[Begin]
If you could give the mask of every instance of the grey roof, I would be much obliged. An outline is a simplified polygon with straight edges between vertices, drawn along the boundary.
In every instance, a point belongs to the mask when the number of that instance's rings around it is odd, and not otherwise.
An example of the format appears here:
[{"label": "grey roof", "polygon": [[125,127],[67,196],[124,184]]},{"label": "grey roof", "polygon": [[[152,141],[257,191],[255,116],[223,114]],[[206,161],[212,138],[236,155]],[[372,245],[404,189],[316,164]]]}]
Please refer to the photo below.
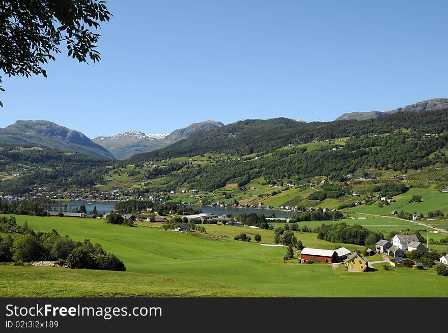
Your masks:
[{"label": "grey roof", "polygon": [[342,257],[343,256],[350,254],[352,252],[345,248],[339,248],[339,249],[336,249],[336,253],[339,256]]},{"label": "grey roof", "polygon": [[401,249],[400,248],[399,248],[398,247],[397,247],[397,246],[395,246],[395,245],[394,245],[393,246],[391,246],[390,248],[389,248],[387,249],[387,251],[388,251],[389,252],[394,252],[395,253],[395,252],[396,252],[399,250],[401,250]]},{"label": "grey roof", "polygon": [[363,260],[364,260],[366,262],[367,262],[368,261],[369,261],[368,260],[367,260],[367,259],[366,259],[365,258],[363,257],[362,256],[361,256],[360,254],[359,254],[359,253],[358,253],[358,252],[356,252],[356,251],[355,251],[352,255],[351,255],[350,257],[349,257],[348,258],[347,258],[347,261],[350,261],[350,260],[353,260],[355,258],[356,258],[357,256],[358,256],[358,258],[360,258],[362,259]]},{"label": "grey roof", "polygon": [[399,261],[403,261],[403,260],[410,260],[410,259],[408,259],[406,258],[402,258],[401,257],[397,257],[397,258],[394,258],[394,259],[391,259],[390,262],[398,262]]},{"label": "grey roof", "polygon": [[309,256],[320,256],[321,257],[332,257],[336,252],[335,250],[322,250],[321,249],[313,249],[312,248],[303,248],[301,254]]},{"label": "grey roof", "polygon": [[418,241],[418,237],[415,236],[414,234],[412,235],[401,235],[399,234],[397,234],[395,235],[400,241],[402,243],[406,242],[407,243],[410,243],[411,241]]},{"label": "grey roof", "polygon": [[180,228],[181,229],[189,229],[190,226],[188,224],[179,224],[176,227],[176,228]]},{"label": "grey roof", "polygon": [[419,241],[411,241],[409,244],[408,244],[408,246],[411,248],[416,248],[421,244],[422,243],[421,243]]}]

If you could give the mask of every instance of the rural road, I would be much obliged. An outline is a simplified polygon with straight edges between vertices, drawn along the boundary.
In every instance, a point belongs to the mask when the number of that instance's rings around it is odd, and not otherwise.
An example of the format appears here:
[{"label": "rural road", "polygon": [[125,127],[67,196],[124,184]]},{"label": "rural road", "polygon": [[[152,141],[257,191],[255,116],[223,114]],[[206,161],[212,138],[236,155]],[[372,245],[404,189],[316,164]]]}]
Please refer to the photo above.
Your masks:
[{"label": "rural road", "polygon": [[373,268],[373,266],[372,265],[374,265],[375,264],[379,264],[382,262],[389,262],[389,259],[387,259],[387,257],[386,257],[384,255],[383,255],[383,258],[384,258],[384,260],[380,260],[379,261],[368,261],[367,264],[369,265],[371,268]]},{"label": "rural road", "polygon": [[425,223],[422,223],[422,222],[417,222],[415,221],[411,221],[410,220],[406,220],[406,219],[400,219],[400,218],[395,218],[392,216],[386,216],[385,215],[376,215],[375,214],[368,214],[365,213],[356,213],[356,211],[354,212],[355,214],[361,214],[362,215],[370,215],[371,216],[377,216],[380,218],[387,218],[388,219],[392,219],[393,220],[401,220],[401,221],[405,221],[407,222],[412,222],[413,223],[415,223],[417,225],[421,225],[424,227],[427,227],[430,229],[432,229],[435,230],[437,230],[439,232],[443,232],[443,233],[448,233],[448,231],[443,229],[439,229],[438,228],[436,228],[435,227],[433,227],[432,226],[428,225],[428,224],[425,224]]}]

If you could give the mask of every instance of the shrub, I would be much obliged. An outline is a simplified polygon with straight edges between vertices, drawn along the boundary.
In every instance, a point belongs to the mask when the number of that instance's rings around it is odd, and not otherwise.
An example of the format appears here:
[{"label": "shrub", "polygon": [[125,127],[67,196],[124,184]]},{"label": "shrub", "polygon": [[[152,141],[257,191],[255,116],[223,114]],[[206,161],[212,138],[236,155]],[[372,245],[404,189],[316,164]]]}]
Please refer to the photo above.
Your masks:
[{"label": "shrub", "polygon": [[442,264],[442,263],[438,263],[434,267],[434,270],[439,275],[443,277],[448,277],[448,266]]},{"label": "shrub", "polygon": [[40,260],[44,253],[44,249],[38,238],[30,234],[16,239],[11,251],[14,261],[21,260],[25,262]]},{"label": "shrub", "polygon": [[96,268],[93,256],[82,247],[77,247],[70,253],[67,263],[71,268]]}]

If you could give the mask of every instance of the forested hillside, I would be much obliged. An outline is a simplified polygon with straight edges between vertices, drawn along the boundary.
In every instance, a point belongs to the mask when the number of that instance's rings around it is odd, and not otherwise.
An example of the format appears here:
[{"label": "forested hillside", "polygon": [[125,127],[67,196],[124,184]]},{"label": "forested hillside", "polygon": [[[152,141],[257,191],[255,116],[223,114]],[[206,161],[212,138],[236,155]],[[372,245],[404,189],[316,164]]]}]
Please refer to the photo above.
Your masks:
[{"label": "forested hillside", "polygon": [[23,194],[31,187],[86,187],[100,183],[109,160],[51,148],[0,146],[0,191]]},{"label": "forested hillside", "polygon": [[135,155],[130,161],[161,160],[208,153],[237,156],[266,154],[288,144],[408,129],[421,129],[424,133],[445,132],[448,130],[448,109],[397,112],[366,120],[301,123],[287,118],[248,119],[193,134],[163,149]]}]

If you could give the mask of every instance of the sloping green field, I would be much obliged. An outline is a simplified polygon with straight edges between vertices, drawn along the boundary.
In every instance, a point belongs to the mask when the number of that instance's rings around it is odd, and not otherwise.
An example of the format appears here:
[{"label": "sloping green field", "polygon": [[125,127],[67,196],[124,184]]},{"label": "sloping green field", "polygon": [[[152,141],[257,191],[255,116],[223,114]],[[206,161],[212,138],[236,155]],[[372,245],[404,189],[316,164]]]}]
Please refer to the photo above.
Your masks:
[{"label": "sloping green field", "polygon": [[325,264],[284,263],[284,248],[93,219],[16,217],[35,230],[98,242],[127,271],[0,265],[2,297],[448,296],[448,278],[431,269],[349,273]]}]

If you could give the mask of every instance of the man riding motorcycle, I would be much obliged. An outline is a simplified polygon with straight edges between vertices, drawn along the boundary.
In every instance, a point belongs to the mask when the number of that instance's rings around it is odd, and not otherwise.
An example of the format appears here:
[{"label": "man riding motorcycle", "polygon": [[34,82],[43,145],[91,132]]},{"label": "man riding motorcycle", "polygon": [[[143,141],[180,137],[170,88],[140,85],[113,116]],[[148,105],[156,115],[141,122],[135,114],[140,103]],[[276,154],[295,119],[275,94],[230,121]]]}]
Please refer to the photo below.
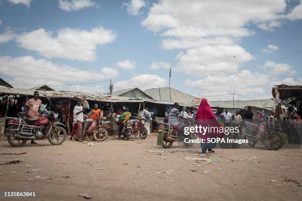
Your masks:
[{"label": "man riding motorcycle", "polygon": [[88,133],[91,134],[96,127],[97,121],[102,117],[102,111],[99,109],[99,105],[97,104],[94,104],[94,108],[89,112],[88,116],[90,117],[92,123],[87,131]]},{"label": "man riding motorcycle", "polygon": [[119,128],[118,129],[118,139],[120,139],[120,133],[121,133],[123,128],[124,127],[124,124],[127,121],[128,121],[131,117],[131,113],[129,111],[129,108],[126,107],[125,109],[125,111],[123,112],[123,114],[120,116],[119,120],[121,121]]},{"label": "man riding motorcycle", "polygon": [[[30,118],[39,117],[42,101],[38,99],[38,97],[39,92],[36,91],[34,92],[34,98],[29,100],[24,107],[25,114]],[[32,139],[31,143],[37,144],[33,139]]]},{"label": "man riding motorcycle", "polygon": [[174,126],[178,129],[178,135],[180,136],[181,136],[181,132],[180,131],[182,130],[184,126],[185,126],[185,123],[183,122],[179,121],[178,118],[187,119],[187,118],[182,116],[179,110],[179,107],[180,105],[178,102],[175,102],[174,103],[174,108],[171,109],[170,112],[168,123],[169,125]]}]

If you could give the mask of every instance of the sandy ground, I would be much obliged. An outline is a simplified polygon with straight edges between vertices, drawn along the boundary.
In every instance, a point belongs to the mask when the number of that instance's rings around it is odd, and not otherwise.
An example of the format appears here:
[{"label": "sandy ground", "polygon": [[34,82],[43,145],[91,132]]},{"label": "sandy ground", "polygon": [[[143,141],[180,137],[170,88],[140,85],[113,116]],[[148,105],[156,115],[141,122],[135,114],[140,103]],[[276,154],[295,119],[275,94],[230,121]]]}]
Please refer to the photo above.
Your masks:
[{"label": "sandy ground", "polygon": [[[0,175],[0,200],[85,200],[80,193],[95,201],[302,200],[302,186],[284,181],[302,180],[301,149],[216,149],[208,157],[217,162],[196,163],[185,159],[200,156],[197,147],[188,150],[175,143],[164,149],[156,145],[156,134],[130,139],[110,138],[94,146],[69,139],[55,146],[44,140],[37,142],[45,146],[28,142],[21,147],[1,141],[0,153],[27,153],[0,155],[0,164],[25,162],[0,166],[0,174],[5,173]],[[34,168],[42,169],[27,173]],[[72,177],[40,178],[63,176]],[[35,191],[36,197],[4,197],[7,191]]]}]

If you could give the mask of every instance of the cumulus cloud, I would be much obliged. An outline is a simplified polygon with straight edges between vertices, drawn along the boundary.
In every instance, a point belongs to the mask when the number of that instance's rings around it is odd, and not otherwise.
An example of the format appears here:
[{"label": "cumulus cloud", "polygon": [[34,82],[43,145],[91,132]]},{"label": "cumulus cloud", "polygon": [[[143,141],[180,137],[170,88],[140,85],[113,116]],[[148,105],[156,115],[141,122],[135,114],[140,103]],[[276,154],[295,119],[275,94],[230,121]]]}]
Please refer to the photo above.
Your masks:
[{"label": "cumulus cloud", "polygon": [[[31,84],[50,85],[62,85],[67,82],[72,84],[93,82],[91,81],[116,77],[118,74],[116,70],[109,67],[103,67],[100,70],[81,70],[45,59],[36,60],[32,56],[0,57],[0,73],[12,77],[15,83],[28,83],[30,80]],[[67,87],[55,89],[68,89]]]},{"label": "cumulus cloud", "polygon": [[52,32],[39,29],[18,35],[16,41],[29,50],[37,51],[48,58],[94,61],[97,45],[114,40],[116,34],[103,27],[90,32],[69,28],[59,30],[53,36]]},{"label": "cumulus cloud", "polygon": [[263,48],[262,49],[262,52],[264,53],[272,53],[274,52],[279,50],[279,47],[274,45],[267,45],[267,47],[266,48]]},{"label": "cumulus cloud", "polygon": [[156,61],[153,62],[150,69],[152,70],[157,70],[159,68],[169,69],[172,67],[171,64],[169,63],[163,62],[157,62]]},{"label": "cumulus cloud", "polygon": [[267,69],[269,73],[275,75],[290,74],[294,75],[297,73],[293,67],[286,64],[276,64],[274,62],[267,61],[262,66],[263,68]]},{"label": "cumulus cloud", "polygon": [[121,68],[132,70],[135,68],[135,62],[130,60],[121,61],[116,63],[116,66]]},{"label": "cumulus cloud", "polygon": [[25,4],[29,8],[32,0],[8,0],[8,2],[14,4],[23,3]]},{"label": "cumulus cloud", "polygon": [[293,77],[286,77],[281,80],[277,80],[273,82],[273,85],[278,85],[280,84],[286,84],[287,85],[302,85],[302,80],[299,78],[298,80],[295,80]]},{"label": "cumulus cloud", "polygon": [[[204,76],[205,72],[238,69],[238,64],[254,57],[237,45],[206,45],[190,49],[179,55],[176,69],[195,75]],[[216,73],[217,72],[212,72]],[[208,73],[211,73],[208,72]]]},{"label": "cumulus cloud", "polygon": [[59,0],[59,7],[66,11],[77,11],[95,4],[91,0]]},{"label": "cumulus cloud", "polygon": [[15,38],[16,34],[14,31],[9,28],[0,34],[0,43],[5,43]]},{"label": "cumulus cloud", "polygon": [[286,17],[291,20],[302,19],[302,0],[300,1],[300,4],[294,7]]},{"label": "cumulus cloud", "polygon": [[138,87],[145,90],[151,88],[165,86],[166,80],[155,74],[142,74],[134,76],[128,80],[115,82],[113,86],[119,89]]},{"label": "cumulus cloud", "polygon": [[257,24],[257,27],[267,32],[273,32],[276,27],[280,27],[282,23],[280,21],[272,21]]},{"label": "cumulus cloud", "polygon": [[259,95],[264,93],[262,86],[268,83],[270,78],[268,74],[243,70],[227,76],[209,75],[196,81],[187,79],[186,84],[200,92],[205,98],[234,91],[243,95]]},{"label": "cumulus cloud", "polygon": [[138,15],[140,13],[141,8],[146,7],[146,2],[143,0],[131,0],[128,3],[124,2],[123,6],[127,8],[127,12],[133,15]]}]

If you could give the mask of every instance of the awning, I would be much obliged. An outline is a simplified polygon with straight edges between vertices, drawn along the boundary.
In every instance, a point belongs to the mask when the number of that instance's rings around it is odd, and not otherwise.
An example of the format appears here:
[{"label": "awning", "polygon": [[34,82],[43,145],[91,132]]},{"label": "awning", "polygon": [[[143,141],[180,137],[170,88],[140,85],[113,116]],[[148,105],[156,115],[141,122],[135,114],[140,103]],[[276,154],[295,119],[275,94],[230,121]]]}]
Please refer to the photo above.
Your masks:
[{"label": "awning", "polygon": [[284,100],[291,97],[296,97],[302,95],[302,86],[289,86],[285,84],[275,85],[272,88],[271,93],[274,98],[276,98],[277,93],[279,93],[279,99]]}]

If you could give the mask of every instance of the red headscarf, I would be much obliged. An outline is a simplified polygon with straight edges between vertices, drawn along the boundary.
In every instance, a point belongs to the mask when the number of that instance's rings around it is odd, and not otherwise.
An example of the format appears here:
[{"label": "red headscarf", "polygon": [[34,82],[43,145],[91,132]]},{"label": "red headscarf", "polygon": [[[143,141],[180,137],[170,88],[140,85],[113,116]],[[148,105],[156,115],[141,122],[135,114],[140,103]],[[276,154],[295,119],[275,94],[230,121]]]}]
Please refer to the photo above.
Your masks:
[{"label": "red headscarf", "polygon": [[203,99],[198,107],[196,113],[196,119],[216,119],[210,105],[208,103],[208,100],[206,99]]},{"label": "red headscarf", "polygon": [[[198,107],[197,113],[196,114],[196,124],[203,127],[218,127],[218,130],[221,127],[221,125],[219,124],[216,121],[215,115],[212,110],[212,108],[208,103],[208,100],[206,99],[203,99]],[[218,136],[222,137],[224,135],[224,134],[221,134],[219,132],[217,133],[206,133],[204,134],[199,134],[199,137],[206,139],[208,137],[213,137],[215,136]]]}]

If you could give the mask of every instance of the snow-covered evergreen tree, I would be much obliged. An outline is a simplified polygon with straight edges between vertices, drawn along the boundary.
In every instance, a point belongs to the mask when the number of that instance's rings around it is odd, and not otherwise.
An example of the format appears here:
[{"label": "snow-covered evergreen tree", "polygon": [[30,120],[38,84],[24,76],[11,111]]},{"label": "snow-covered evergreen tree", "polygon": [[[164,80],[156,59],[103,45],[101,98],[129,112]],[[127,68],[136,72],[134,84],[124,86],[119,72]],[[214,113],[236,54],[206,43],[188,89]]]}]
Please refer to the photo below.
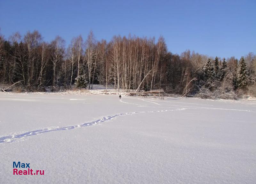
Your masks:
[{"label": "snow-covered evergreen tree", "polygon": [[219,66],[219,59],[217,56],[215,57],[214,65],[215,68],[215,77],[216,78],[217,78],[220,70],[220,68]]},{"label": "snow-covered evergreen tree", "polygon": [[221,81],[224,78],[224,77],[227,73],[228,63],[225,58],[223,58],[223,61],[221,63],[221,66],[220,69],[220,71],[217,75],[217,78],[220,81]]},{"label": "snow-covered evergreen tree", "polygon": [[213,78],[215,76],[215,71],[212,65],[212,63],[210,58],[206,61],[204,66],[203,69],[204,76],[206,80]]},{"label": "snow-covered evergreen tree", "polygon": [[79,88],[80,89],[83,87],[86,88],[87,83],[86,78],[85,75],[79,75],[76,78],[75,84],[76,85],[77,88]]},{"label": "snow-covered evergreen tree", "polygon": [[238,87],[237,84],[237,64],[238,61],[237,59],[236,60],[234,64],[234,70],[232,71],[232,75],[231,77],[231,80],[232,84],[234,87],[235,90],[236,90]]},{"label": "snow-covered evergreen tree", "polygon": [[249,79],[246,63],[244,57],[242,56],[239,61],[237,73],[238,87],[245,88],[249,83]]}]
[End]
## The exercise
Omit the pictures and please write out exactly the lines between the one containing "of the snow-covered" and the last line of the entries, both included.

## Output
If you could give the mask of every instance of the snow-covered evergreen tree, I would be much obliged. An outline is a simplified polygon with straight edges between vertices, drawn along the boundary.
In every instance, a point belongs to the mask when the number of that instance's rings around it is odd, and not otherwise.
An example of the format appears here:
[{"label": "snow-covered evergreen tree", "polygon": [[30,120],[38,84],[24,76],[11,111]]},{"label": "snow-covered evergreen tree", "polygon": [[[164,80],[156,59],[103,45],[101,98],[129,112]],[[127,68],[136,72],[134,84],[124,86],[119,72]],[[214,113],[236,54],[206,43],[188,89]]]}]
Please refer to the photo below.
Your masks:
[{"label": "snow-covered evergreen tree", "polygon": [[219,66],[219,59],[217,56],[215,57],[214,65],[215,68],[215,77],[216,78],[217,78],[220,70],[220,68]]},{"label": "snow-covered evergreen tree", "polygon": [[221,81],[224,78],[224,77],[227,73],[228,63],[225,58],[223,58],[223,61],[221,63],[221,66],[220,69],[220,71],[217,75],[217,78],[220,81]]},{"label": "snow-covered evergreen tree", "polygon": [[213,78],[215,76],[215,71],[212,65],[212,63],[210,58],[206,61],[204,66],[203,69],[204,76],[206,80]]},{"label": "snow-covered evergreen tree", "polygon": [[79,88],[80,89],[83,87],[86,88],[87,83],[86,78],[85,75],[79,75],[76,78],[75,84],[76,85],[77,88]]},{"label": "snow-covered evergreen tree", "polygon": [[238,87],[237,84],[237,64],[238,61],[237,59],[236,60],[234,64],[234,70],[232,71],[232,75],[231,77],[231,80],[232,84],[234,87],[235,90],[236,90]]},{"label": "snow-covered evergreen tree", "polygon": [[249,79],[246,63],[244,57],[242,56],[239,61],[237,73],[238,87],[245,88],[249,83]]}]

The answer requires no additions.